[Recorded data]
--
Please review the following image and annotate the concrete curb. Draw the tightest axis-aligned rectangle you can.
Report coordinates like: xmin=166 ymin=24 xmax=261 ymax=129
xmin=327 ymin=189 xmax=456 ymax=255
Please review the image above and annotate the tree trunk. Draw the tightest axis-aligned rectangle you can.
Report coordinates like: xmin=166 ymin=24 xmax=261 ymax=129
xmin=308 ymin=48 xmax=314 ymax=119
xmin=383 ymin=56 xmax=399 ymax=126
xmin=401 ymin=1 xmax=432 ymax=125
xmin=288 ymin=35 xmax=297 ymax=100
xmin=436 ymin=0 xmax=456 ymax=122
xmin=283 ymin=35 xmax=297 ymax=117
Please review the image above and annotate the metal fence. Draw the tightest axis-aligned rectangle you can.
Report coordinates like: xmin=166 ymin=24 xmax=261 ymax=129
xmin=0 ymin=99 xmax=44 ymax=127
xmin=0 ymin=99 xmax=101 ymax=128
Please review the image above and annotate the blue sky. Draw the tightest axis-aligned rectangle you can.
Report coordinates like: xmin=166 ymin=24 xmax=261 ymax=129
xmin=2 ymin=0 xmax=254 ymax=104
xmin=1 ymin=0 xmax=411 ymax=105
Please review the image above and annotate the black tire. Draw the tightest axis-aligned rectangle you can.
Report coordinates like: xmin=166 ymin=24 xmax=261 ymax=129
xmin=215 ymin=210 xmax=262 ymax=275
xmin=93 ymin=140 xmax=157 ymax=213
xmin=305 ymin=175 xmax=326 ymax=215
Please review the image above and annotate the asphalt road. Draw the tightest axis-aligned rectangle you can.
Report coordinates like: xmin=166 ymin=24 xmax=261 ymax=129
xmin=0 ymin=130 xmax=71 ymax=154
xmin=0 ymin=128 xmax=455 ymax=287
--
_AIM OF THE EXERCISE_
Using the data above, reproduce every line exactly.

_TASK ANSWER_
Please review the following image and annotate the concrete curb. Draw the tightest axis-aligned rectangle you can.
Report coordinates like: xmin=166 ymin=24 xmax=261 ymax=129
xmin=327 ymin=189 xmax=456 ymax=255
Please review the image above and annotate the tree trunk. Draw the tightest axis-aligned rectangle you can.
Report coordinates like: xmin=166 ymin=24 xmax=261 ymax=129
xmin=308 ymin=48 xmax=314 ymax=119
xmin=383 ymin=56 xmax=399 ymax=126
xmin=401 ymin=1 xmax=432 ymax=125
xmin=288 ymin=35 xmax=297 ymax=100
xmin=436 ymin=0 xmax=456 ymax=122
xmin=283 ymin=35 xmax=297 ymax=117
Please review the image above and annotate the metal fence. Draw the tightest axis-aligned rectangle you can.
Report coordinates like: xmin=166 ymin=24 xmax=261 ymax=129
xmin=0 ymin=99 xmax=44 ymax=127
xmin=0 ymin=99 xmax=101 ymax=128
Please review the image above and annotate the blue sky. Draw the tightest axis-aligned rectangle you can.
Report coordinates like: xmin=166 ymin=24 xmax=261 ymax=129
xmin=2 ymin=0 xmax=254 ymax=104
xmin=1 ymin=0 xmax=411 ymax=105
Please review the image above and annotate the black tire. Draw the tightest axis-aligned rectangle you can.
Report coordinates like: xmin=166 ymin=24 xmax=261 ymax=129
xmin=215 ymin=210 xmax=262 ymax=275
xmin=93 ymin=140 xmax=157 ymax=213
xmin=305 ymin=175 xmax=326 ymax=215
Please review the image above and annotate the asphalt road. Draw the tightest axis-aligned rectangle you can.
Report coordinates like: xmin=166 ymin=24 xmax=261 ymax=129
xmin=0 ymin=130 xmax=71 ymax=154
xmin=0 ymin=128 xmax=455 ymax=287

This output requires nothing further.